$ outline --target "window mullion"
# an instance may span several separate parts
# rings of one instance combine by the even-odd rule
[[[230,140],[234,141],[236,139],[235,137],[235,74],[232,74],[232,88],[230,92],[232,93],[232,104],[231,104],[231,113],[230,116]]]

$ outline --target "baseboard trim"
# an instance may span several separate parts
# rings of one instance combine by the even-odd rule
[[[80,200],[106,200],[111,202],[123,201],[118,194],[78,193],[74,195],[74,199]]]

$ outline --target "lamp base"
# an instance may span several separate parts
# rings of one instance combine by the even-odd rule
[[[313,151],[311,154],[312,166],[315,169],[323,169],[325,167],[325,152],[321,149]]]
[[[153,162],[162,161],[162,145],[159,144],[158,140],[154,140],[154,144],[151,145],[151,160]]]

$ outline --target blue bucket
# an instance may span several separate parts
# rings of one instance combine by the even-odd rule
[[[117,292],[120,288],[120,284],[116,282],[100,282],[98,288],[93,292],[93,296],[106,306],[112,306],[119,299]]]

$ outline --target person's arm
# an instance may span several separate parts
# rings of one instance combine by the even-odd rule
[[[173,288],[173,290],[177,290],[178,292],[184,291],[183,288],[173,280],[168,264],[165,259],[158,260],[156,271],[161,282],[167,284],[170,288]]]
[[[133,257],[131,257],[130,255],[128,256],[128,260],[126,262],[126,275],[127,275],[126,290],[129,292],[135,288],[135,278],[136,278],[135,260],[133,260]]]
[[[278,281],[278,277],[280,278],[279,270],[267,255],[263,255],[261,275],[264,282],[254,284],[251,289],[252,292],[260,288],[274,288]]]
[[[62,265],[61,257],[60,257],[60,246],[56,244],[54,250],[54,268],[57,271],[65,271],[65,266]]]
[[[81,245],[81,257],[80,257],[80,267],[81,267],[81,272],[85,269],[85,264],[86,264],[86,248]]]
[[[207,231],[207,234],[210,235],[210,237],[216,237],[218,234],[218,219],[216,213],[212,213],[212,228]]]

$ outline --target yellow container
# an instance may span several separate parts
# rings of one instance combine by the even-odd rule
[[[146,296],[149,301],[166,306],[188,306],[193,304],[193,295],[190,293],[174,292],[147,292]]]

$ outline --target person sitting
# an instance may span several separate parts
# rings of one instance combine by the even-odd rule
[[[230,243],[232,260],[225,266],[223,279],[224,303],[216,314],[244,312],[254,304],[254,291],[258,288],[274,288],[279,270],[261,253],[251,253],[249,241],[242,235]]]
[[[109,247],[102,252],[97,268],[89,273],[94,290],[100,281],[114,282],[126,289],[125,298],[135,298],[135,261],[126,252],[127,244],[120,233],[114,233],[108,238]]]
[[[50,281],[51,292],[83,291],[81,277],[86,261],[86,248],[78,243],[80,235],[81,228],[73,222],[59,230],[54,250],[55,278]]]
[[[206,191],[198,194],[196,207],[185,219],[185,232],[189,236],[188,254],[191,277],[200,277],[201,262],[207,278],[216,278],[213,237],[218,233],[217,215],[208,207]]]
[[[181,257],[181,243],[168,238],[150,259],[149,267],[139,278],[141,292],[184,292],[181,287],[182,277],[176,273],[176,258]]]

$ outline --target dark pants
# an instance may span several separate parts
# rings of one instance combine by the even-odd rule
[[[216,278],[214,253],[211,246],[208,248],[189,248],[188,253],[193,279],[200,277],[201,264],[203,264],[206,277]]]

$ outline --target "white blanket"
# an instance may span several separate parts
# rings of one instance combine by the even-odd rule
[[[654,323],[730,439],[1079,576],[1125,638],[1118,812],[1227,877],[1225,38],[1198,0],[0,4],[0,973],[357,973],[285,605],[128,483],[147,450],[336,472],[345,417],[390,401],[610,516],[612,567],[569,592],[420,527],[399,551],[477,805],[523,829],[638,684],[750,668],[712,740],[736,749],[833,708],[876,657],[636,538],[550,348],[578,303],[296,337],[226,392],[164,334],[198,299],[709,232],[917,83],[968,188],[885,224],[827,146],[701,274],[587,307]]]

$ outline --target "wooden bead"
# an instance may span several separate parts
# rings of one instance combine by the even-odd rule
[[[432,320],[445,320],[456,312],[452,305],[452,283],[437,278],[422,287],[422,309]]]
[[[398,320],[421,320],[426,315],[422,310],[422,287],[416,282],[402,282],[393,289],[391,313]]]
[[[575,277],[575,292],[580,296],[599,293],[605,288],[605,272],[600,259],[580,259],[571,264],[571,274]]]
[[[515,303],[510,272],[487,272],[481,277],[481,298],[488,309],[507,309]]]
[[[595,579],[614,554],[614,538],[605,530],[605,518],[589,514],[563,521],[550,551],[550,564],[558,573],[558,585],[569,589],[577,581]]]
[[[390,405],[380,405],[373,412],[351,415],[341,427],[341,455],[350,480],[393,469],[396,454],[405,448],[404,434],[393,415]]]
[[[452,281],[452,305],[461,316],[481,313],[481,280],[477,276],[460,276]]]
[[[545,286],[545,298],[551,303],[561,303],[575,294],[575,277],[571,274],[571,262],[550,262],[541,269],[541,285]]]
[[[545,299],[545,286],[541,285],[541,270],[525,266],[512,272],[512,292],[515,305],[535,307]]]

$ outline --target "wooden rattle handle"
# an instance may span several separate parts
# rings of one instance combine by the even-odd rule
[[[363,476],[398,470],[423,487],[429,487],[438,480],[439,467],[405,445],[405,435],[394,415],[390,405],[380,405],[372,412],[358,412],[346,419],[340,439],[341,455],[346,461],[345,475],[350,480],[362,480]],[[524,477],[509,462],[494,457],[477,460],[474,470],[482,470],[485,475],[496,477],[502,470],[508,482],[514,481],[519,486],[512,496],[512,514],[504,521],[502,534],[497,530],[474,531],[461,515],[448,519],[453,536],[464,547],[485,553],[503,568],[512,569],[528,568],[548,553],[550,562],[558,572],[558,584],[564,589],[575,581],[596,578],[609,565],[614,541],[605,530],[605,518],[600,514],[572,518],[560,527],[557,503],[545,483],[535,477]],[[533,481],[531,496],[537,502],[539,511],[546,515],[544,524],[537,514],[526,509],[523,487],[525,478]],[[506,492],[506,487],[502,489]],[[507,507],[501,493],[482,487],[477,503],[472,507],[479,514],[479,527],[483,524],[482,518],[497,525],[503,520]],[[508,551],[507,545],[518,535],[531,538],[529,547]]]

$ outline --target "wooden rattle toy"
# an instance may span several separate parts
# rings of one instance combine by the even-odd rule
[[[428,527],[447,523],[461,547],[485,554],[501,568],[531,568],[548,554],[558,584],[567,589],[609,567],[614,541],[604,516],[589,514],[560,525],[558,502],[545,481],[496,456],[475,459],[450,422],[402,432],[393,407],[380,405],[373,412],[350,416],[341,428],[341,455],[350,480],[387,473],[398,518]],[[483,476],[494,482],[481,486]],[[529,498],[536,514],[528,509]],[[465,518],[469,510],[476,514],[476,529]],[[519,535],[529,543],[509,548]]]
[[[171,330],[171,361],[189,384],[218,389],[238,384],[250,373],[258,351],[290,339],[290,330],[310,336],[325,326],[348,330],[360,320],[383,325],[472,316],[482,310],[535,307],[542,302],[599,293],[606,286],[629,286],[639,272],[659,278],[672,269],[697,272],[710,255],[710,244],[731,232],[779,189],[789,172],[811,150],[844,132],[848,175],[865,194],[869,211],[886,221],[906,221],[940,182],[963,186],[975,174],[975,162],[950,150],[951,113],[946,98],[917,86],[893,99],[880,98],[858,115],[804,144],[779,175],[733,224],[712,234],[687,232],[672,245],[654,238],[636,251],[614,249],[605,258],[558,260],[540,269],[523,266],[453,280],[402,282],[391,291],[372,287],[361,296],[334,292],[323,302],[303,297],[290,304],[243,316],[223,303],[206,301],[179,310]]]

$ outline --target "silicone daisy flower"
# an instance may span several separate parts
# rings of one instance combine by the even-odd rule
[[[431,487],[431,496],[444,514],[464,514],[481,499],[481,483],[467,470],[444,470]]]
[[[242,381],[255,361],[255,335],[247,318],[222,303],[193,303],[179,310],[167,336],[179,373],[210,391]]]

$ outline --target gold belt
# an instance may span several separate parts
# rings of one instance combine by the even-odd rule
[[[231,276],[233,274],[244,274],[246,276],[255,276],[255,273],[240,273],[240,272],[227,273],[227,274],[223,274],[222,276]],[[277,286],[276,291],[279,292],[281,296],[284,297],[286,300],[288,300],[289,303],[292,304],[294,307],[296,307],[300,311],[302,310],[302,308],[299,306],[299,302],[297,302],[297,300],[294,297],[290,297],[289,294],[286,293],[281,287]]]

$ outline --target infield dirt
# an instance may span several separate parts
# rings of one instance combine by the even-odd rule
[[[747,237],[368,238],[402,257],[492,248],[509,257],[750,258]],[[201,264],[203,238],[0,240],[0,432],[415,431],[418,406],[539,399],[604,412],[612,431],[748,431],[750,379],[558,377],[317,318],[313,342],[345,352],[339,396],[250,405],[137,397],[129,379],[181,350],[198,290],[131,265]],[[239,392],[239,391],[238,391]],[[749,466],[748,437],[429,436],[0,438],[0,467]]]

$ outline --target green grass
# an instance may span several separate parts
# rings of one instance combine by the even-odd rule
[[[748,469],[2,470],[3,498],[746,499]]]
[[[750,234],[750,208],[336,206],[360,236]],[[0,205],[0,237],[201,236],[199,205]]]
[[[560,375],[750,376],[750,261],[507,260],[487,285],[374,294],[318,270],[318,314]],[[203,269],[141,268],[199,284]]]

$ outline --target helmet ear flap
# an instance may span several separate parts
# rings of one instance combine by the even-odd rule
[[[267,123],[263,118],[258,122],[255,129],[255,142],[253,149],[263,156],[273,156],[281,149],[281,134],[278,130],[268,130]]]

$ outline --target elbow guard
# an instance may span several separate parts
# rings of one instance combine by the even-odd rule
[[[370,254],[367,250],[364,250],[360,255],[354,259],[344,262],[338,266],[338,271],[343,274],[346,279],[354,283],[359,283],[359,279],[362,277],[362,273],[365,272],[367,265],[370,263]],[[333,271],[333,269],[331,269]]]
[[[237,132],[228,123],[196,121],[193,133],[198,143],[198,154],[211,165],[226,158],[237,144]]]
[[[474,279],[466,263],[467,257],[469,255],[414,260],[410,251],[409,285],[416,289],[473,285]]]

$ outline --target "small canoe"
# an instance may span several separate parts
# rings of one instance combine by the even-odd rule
§
(Problem requirements)
Echo the part of the listing that opens with the line containing "--target green grass" and runs through the end of the listing, reproducing those lines unchanged.

(Exercise response)
$ outline --target green grass
# an instance may span several separate parts
# rings of one instance combine by the even-odd rule
[[[748,469],[2,470],[3,498],[746,499]]]
[[[750,234],[750,208],[336,206],[360,236]],[[0,205],[0,237],[201,236],[199,205]]]
[[[560,375],[750,376],[750,261],[507,260],[487,285],[374,294],[318,270],[318,314]],[[203,269],[141,268],[199,284]]]

$ outline --target helmet ear flap
# an instance may span several separate parts
# rings of one instance combine by the even-odd rule
[[[267,123],[263,118],[258,122],[255,129],[255,142],[253,149],[263,156],[273,156],[281,149],[281,134],[278,130],[268,130]]]

$ outline --target elbow guard
# an instance may span several separate parts
# rings of one instance combine by the even-odd rule
[[[370,254],[367,250],[364,250],[360,255],[354,259],[344,262],[338,266],[338,271],[343,274],[346,279],[354,283],[359,283],[359,279],[362,277],[362,273],[365,272],[367,265],[370,263]],[[333,271],[333,269],[331,269]]]
[[[237,132],[228,123],[196,121],[193,133],[198,143],[198,154],[211,165],[226,158],[237,144]]]
[[[474,279],[466,263],[467,257],[469,255],[414,260],[410,251],[409,285],[416,289],[473,285]]]

$ outline --target "small canoe"
# an instance may span several separate parts
# rings of one instance combine by the even-odd rule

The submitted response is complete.